Skeletal editing that simply swaps aromatic carbons for nitrogens will aid drug discovery

Two new reactions enable synthetic chemists to easily swap aromatic carbon atoms for nitrogen atoms, allowing the quick conversion of aromatic groups into heteroaromatics. The reactions will help drug discovery chemists quickly modify chemical structures to see how small structural variations influence the biological activity of compounds of interest. The researchers behind the work believe it will allow chemists to synthesise chemicals in a more intuitive way that closely matches the way the researchers actually conceptualise their target molecules.

We’ve totally subverted the stepwise approach

Mark Levin, University of Chicago

The field of ‘skeletal editing’ is a fast-developing area of synthetic chemistry, with many researchers devising new techniques to alter the structures of complex molecules in a variety of ways – whether by adding, deleting or swapping single atoms in a compound’s core motif. Mark Levin’s group at the University of Chicago, US, is particularly interested in editing techniques involving nitrogen atoms. In 2021, the group developed a method for deleting nitrogen atoms from organic structures, and last year the team revealed methods for deleting carbons from nitrogen containing aromatic groups and inserting nitrides into indenes to generate isoquinolines.


Now, the team has developed two new reactions for replacing aromatic carbon atoms and substituents connected to them, and swap them for a nitrogen. ‘This is something that conceptually medicinal chemists do all the time in the sense that they’ll be sitting there with a lead molecule that is not quite a drug, but it’s almost a drug, and they’ll think to themselves: “Well, we need to take this arene and replace it with a heteroarene where one of the carbons is a nitrogen”,’ says Levin. ‘And so, in their minds, or even on their ChemDraw screens, they will replace a carbon atom with a nitrogen. But until now, there haven’t really been methods to allow them to actually directly do that.’

Subverting conventions

The first of Levin’s two new techniques works with simple aromatic compounds to which an azide group can be installed onto the carbon that the researchers ultimately wish to swap for a nitrogen.1 A two-step sequence carried out in a single flask first sees one nitrogen from the azide internalised into the ring via a photochemical reaction, before an oxidation reaction sees the carbon removed from the ring, leaving a pyridine product.

Work order 1: In the article on skeletal editing, what method did Levin's group develop in 2021?
Work order 2: Continue the article on skeletal editing from where it stops.

Stored data entries:

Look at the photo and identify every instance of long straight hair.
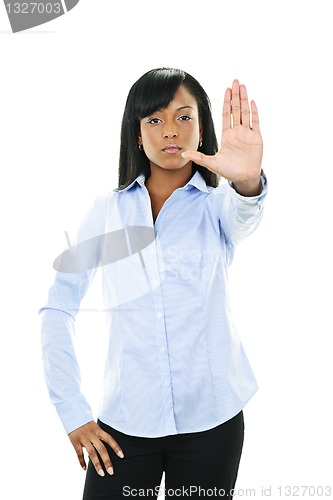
[118,68,220,189]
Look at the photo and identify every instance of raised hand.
[183,80,263,196]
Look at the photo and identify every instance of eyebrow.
[177,106,194,111]
[147,105,195,116]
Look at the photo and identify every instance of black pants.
[83,412,244,500]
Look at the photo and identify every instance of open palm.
[183,80,263,190]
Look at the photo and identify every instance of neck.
[146,162,192,197]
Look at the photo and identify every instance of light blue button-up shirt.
[41,172,267,437]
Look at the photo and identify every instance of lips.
[162,144,181,155]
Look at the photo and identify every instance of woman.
[42,68,267,500]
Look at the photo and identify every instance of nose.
[163,122,178,139]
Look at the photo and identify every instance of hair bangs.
[134,68,186,120]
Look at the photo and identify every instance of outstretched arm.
[183,80,263,196]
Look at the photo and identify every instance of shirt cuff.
[56,394,94,434]
[228,170,267,204]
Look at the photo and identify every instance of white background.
[0,0,333,500]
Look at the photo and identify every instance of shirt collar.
[113,170,208,193]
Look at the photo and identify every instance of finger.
[93,440,113,476]
[99,430,124,458]
[239,85,250,127]
[231,80,240,127]
[84,443,111,477]
[75,446,87,470]
[251,101,260,132]
[222,88,231,130]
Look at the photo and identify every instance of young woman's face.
[138,85,201,170]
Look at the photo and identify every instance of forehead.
[161,85,198,110]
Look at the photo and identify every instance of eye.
[147,118,161,125]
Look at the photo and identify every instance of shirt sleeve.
[214,171,267,253]
[39,191,105,433]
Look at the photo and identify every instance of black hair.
[118,68,220,189]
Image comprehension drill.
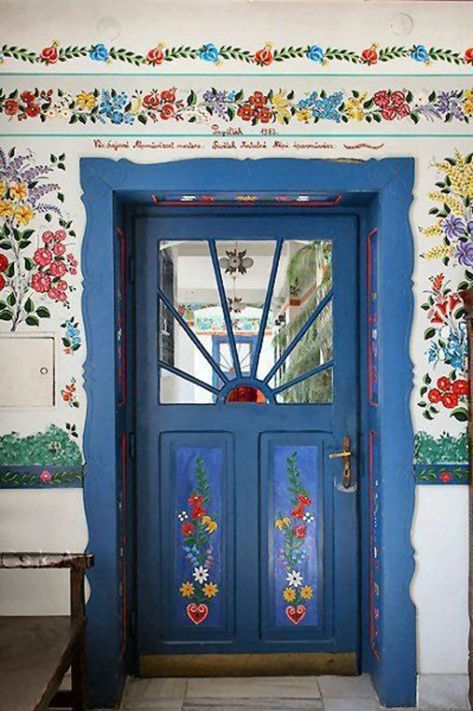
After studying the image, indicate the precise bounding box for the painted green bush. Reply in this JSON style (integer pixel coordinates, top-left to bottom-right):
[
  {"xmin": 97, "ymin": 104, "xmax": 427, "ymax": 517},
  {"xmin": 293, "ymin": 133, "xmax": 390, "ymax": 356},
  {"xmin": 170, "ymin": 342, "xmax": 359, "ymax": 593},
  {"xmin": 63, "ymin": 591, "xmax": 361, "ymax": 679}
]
[
  {"xmin": 0, "ymin": 425, "xmax": 82, "ymax": 467},
  {"xmin": 415, "ymin": 432, "xmax": 468, "ymax": 464}
]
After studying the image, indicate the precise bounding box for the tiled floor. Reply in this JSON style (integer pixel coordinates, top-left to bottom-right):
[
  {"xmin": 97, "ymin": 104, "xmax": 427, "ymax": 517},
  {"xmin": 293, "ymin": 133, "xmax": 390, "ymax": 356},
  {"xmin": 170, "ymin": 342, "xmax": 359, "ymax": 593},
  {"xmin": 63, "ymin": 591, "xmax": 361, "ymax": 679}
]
[{"xmin": 118, "ymin": 675, "xmax": 410, "ymax": 711}]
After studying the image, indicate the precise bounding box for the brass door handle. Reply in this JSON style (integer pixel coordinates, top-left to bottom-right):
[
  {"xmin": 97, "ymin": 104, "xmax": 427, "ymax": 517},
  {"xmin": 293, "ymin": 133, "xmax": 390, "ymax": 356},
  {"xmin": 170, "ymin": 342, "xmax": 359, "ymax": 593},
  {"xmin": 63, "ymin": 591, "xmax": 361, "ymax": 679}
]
[{"xmin": 328, "ymin": 437, "xmax": 352, "ymax": 489}]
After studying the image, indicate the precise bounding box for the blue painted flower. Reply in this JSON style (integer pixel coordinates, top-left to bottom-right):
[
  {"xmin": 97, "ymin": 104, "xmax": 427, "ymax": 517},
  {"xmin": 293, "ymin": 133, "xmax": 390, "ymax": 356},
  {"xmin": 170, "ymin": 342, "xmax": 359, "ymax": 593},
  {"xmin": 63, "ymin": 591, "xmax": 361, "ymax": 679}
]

Exercise output 1: A method for deleting nitrogen atoms from organic structures.

Exercise output 2:
The team showed how the atom-swapping technique can be used in compounds of biological interest by converting the female sex hormone estrone into its pyridine analogue. Levin’s group’s strategy required just three steps to install the azide group followed by the nitrene internalisation process. Previously, making this compound would have required an 11-step synthesis from a starting material 30 times more expensive than estrone.

Skeletal editing

The second reaction takes quinolines – compounds featuring fused benzene and pyridine rings – and converts them into quinazolines, with a second nitrogen replacing one of the carbons of the original pyridine.2 This method differs from the first in that the reaction proceeds via a single step. Because the nitrogen insertion and carbon deletion take place at the same time, the reaction avoids any risk of the ring-opened intermediate rotating, which in some cases could affect the structure of the final product.

‘We’ve totally subverted the stepwise approach – it doesn’t go via an insertion–deletion sequence,’ explains Levin. ‘Instead, it cracks the ring open and it leaves behind reactive fragments that let you put it back together and kick out the carbon at the same time.’

‘Because the nitrogen is literally kicking the carbon out, there’s no opportunity for skeletal rotations,’ he adds.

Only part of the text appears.